_Фрагмент текста:_
Насколько оправданы надежды на бессознательное? Они созревали по мере обнаружения ограниченности и даже опасности классического проекта рациональности. Разум понимался то как объективный, то как субъективный, но во всех своих вариантах он утверждал постоянство и законосообразность, порядок и структуру, подчинял время и жизнь, свободу и экзистенцию понятию. Может быть, одной из решительных, хотя и не осознаваемых по своим философским последствиям попыток преодоления господства мысли и логики над временем и бытием была теория эволюции Дарвина. Существовавшие прежде объяснения развития природы были вполне аристотелевскими, ибо в них предполагалась неизменность биологических родов и видов, отношения между которыми строились по схемам родо-видовой логики. Дарвин преодолевает жесткое противопоставление материи и формы тем, что использует для объяснения изменения видов случайные отклонения на уровне индивидуальных особей. Кажущиеся аномальными, они в новых, изменившихся, условиях среды становятся условиями выживания и таким образом закрепляют изменение вида. С философской точки зрения важнейшим достижением Дарвина является принципиально новое понимание времени и жизни: если раньше они моделировались наподобие гомогенного пустого пространства ньютоновской физики, то теперь обретают собственную энергетику. Не понятие определяет время, а, наоборот, время вызывает мысль, порождает изменение смыслов. Это обстоятельство, как кажется, сильно повлияло на генеалогический метод Ницше, для которого идея зарождения во времени стала одной из главных и который, подобно Дарвину, выводившему происхождение человека из «обезьяны», т. е. из нечеловеческого, увидел исток морали в аморальном, закона в вине, а добра в нечистой совести.
Ницше подготовил переход и сам немало сделал для того, чтобы заменить рефлексивную философию, ориентированную на реконструкцию чистых идей, исследованием истории телесности. Он показал, что у каждого духа есть своя почва и что основой европейского духа является больное, перверсивное тело. С этим нельзя не согласиться. Даже мы, упрекающие себя за изнеженность и излишества, очевидно, превосходим по части аскезы христианских святых, закапывавшихся в землю или проживающих на вершинах скалы, питающихся хлебом и водой. Кто из них, имевших, по крайней мере, греховные желания, смог бы так усердно сидеть за письменным столом, стоять у конвейера или так бессмысленно проводить время в пивной? Но работа над телом не сводится к ограничениям и выступает как производство новых желаний и органов.

_Выдержки из данных:_
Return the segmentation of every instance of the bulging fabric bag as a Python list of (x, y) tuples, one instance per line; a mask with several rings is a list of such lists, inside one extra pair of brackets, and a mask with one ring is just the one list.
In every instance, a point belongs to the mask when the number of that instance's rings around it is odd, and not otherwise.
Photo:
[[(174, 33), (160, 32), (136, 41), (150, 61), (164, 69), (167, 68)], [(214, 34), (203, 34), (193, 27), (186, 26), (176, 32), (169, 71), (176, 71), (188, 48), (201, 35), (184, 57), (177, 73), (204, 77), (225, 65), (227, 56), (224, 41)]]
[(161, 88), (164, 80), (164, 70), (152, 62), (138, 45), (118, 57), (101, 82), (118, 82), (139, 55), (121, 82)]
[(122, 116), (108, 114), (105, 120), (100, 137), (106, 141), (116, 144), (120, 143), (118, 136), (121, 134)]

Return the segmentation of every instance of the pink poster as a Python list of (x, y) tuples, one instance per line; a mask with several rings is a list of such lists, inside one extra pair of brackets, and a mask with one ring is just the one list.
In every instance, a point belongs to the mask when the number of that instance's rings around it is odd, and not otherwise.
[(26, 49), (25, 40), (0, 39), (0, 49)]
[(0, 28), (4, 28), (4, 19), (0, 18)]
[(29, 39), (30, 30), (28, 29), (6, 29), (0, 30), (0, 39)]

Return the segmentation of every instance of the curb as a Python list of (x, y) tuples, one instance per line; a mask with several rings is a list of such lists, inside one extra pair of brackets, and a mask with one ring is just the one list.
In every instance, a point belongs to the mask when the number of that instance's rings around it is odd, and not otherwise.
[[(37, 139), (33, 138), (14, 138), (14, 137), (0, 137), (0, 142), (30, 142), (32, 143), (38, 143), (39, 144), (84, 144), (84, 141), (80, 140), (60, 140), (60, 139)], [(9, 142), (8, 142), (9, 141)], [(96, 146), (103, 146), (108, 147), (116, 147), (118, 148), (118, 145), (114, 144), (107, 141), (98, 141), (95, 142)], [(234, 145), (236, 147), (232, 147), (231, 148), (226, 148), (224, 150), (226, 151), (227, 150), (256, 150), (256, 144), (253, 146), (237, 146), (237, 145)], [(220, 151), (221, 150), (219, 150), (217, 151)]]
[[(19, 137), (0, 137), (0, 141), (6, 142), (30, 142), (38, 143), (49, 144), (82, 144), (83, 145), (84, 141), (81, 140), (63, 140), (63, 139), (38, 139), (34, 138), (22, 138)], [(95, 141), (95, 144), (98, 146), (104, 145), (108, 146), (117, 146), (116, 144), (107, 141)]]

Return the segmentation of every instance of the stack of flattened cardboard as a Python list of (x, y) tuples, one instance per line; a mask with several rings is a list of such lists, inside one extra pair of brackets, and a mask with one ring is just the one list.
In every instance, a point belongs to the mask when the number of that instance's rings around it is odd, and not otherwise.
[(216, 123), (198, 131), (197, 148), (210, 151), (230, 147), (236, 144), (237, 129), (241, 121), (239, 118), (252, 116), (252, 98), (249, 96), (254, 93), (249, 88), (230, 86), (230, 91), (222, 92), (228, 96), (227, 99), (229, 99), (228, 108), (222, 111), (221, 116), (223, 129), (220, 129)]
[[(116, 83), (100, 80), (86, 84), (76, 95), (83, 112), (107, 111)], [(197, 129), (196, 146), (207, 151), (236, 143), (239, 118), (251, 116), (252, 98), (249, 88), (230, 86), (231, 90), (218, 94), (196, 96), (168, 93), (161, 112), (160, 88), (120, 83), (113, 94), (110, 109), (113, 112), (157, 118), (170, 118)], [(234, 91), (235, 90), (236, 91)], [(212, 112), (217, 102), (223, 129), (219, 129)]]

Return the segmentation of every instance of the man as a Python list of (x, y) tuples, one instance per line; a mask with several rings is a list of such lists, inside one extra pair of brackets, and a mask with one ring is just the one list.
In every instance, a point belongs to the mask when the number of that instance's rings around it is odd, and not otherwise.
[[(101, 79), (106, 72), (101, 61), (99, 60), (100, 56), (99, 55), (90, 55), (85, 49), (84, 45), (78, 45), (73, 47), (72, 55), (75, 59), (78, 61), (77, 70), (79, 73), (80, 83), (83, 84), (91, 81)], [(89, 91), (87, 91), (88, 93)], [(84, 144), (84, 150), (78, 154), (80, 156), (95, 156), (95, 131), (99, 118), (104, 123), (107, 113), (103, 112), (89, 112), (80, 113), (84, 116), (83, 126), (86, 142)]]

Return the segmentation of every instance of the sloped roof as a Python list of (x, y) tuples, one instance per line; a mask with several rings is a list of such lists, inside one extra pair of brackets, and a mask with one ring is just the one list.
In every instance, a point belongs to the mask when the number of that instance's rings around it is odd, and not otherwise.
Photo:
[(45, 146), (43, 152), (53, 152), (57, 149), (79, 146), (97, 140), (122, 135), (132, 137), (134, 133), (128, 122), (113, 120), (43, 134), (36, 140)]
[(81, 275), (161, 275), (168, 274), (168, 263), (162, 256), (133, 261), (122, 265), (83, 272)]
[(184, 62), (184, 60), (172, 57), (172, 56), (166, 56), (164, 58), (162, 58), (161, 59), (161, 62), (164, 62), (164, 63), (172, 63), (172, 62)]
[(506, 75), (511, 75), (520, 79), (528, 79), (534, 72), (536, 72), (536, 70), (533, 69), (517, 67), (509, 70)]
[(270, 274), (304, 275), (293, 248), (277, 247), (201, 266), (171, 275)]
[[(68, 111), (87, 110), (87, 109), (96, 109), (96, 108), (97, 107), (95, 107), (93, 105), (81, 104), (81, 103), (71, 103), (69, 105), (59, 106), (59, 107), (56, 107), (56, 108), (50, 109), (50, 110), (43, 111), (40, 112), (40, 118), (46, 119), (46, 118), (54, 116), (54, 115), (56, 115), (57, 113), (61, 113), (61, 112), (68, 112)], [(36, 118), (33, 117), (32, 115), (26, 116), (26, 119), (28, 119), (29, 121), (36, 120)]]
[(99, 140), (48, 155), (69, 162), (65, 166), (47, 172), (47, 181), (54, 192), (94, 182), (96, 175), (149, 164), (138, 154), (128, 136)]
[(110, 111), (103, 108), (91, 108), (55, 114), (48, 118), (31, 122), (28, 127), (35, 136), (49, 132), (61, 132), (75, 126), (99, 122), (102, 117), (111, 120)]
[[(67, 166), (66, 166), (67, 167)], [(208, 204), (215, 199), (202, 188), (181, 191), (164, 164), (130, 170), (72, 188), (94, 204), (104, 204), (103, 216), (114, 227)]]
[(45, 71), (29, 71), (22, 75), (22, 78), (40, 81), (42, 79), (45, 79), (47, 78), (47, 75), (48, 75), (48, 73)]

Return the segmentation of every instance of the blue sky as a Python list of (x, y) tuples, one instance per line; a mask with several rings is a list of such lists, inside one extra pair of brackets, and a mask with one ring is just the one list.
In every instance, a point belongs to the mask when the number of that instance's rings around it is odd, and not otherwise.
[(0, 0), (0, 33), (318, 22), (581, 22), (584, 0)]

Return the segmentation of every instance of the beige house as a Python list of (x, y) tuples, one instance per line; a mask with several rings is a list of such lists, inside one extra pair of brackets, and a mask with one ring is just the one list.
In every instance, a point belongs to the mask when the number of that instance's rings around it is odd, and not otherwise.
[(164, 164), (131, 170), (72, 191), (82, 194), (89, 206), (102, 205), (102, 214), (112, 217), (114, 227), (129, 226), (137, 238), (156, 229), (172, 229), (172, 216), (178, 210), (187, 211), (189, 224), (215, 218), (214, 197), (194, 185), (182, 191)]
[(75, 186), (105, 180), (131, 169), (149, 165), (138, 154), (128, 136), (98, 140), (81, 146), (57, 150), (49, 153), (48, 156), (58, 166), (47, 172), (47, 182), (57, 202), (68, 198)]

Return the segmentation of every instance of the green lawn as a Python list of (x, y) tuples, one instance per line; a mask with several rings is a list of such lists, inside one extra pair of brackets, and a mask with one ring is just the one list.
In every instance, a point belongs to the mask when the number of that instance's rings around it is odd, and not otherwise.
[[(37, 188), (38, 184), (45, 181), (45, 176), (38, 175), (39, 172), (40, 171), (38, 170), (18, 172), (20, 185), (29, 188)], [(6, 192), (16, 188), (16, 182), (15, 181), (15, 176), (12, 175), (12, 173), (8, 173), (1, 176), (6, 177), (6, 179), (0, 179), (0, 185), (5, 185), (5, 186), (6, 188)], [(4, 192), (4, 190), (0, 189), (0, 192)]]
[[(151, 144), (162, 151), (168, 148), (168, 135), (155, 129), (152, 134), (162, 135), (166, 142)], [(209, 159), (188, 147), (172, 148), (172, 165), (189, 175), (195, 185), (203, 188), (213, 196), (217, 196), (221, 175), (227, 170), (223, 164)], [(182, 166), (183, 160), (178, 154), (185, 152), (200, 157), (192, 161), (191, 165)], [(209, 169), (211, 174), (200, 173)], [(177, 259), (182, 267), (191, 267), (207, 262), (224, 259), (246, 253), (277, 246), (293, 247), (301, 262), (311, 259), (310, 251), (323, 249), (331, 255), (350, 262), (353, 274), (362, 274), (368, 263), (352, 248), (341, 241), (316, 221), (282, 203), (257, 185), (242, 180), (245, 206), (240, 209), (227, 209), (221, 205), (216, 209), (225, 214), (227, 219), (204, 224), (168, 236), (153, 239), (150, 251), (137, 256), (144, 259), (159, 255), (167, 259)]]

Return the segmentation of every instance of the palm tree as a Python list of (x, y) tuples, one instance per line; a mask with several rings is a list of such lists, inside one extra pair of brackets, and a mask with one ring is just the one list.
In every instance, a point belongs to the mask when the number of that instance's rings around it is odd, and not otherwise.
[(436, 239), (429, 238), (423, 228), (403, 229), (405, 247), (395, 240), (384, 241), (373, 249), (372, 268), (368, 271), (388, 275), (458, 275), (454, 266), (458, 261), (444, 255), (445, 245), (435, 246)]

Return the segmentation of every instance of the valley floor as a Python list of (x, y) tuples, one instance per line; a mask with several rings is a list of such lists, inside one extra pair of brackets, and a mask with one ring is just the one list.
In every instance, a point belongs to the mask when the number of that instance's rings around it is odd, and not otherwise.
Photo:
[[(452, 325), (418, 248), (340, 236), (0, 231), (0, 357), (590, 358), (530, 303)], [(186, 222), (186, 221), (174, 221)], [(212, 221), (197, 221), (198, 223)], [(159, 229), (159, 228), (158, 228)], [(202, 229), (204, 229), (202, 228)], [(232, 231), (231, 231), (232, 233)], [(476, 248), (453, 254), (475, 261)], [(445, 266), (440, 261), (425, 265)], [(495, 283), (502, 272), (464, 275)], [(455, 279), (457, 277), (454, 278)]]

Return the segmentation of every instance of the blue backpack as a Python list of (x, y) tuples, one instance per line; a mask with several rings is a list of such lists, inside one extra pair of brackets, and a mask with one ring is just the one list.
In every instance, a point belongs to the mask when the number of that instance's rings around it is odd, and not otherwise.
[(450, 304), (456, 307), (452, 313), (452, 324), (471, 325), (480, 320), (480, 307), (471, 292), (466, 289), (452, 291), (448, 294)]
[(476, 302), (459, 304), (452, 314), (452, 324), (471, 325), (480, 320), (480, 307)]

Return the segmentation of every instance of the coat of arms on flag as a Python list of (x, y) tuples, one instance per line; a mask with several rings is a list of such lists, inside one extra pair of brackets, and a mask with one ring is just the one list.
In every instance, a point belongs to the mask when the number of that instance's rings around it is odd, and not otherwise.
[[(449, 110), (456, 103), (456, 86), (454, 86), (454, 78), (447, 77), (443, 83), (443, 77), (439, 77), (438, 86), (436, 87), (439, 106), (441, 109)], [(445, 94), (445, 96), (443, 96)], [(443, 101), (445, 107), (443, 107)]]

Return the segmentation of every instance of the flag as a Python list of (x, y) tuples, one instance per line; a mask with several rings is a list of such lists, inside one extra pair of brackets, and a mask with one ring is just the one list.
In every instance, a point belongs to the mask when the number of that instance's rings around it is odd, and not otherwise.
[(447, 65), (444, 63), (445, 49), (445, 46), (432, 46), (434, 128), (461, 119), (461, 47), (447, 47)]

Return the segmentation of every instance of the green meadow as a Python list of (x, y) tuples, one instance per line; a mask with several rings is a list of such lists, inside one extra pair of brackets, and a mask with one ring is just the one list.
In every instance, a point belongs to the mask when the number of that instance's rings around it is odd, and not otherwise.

_Что нужно сделать:_
1 - Перескажите в виде краткого списка абзац отрывка о Дарвине и Ницше, который начинается словами «Ницше подготовил переход». Сохраните его основные факты.
2 - Продолжите отрывок о Дарвине и Ницше с места, следующего за его последним предложением.

_Ответы по заданиям:_
1 -
- Ницше подготовил переход от рефлексивной философии, которая реконструирует чистые идеи, к исследованию истории телесности.
- Он показал, что у каждого духа есть своя почва, а основа европейского духа — больное, перверсивное тело.
- Современные люди упрекают себя за изнеженность и излишества, но в аскезе превосходят христианских святых. Никто из святых не смог бы так усердно сидеть за письменным столом, стоять у конвейера или бессмысленно проводить время в пивной.
- Работа над телом не сводится к ограничениям: она производит новые желания и органы.

2 -
Если классическая философия считала разум господствующей и контролирующей аффекты инстанцией в человеке, то романтическая установка разрабатывала своеобразную «метафизику экстаза», согласно которой спонтанная чувственность ближе к природе, она в принципе не подлежит искажающему воздействию власти и, стало быть, выступает опорой истины и подлинного бытия. Понятие бессознательного как модуса экстатического и внерационального, как выражение стратегии воли к жизни, которую сковывают знание и мораль, первоначально разрабатывалось в русле этой традиции. Даже Ницше, проявивший удивительную проницательность в разоблачении механизмов фабрикации телесных органов, необходимых для существования европейской цивилизации, выдвинувший проект культурной органологии, тем не менее не вполне освободился от идеализации своего Заратустры, ибо мыслил его в дискурсе абсолютного и совершенного сверхчеловека, обитателя горных вершин.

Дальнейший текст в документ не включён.